Source records
********************

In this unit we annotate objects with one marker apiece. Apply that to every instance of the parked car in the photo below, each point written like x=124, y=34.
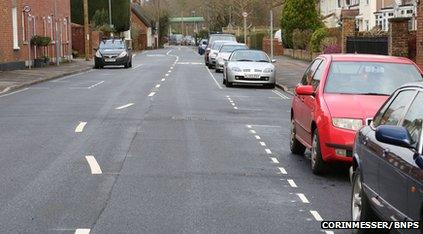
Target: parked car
x=338, y=95
x=214, y=50
x=249, y=67
x=388, y=161
x=202, y=46
x=113, y=52
x=225, y=52
x=213, y=38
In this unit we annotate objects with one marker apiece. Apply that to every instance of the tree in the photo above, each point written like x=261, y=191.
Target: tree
x=298, y=14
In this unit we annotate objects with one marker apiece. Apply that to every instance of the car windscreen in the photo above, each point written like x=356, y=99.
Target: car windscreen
x=369, y=78
x=231, y=48
x=112, y=45
x=249, y=56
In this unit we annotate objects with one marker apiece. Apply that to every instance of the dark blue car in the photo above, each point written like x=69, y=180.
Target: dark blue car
x=388, y=162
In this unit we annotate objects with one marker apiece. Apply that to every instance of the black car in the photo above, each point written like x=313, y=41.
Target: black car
x=388, y=162
x=113, y=52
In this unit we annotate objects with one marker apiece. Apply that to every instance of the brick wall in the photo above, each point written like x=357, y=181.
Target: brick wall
x=419, y=35
x=42, y=22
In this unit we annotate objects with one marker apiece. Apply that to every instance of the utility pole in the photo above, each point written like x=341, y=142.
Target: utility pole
x=110, y=13
x=86, y=31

********************

» WHAT THIS TASK INVOLVES: Set every entry down again word for word, but not the pictures.

» RESULT FOR THIS EXERCISE:
In this unit we annotate objects with one marker apiece. Apply that to every instance of the parked car in the photo below, each point written like x=124, y=34.
Target: parked car
x=338, y=95
x=214, y=50
x=249, y=67
x=388, y=161
x=202, y=46
x=113, y=52
x=225, y=52
x=213, y=38
In this unit we annotate objects with one marker apiece. Apply that to every instance of the tree in the photo above, each point written like x=261, y=191.
Target: tree
x=298, y=14
In this unit we annotate objects with one marker apiece. Apply that to every instance of the car windscreen in the photo above, each point written like x=356, y=99.
Target: car windscreen
x=369, y=78
x=231, y=48
x=112, y=45
x=249, y=56
In this unit we annotate objects with one marker apiece. Apply that to every instance of the dark blue car in the photo above, each point written like x=69, y=180.
Target: dark blue car
x=388, y=162
In this unit we annotate objects with one marker apiece. Apply that to every instance of the black car in the photo above, each point written like x=313, y=41.
Target: black car
x=388, y=162
x=113, y=52
In this unit we annotate objects with one marker apiece. Apply that to every instance of the brick wall in the photo above, each point written like x=357, y=181.
Target: brick wall
x=419, y=35
x=42, y=22
In this unit we annotate objects with one marker apiece. Apply that to every instance of the utility pole in the photo above, each point written like x=341, y=142.
Target: utility pole
x=110, y=13
x=86, y=31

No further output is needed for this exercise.